(SUPPLIED INFORMATION)
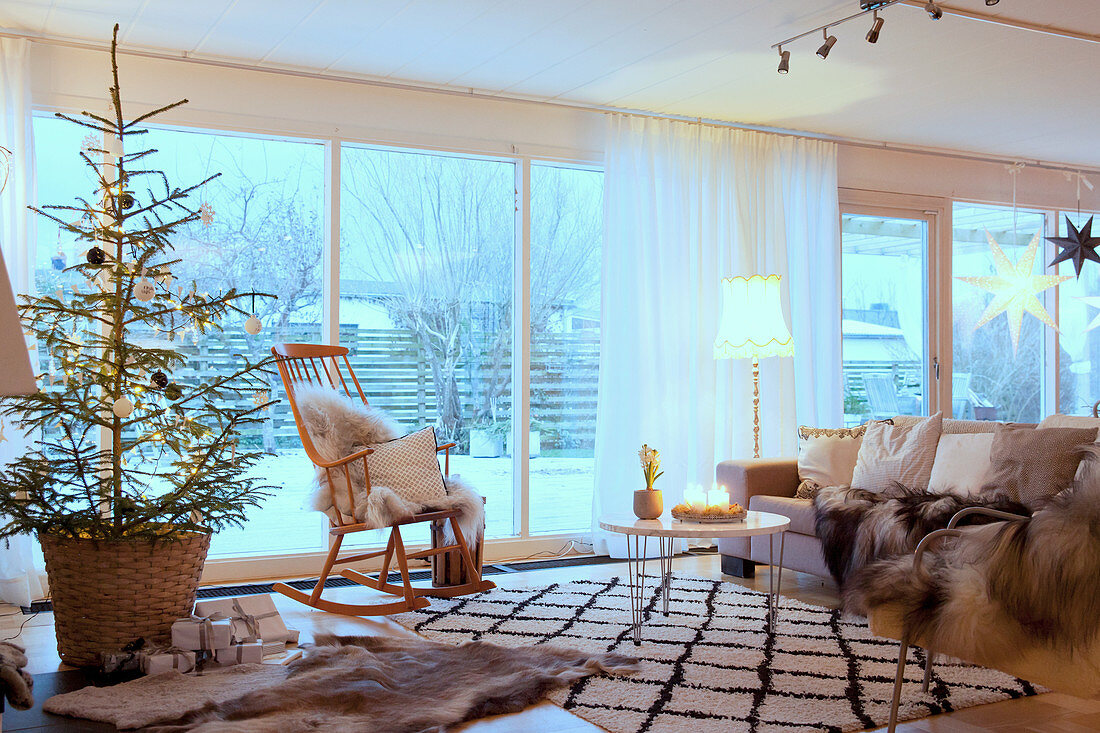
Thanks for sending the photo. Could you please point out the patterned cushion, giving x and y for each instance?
(826, 458)
(408, 467)
(1031, 466)
(898, 453)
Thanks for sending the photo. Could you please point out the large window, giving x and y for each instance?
(567, 232)
(883, 323)
(425, 299)
(426, 295)
(1079, 338)
(999, 373)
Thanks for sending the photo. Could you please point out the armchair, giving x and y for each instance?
(1078, 674)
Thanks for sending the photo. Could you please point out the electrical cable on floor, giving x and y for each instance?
(20, 632)
(549, 555)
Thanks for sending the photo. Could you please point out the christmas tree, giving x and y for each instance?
(122, 450)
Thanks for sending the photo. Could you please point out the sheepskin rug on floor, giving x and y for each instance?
(712, 665)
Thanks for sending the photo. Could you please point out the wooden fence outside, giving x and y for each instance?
(396, 376)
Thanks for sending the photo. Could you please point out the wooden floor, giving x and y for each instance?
(1047, 713)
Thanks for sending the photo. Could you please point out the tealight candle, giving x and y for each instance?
(717, 498)
(695, 498)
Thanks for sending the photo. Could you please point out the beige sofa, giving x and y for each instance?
(768, 484)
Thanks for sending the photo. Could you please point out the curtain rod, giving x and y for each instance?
(472, 94)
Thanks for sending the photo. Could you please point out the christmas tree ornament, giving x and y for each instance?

(WORK TO BE COMPLETED) Please change "wooden" to "timber" in the entries starting with the line with "outside, giving x and y for each instance?" and going on through the line with "(1047, 713)", and give only those lines back with nothing else altered.

(EXERCISE SOLUTION)
Thanks for sending the photo. Could you please point out the timber fence outside, giving x and y for each instance?
(396, 376)
Thanks for sending the photo. Could you please point out the timber floor, giving x and y for each instance?
(1047, 713)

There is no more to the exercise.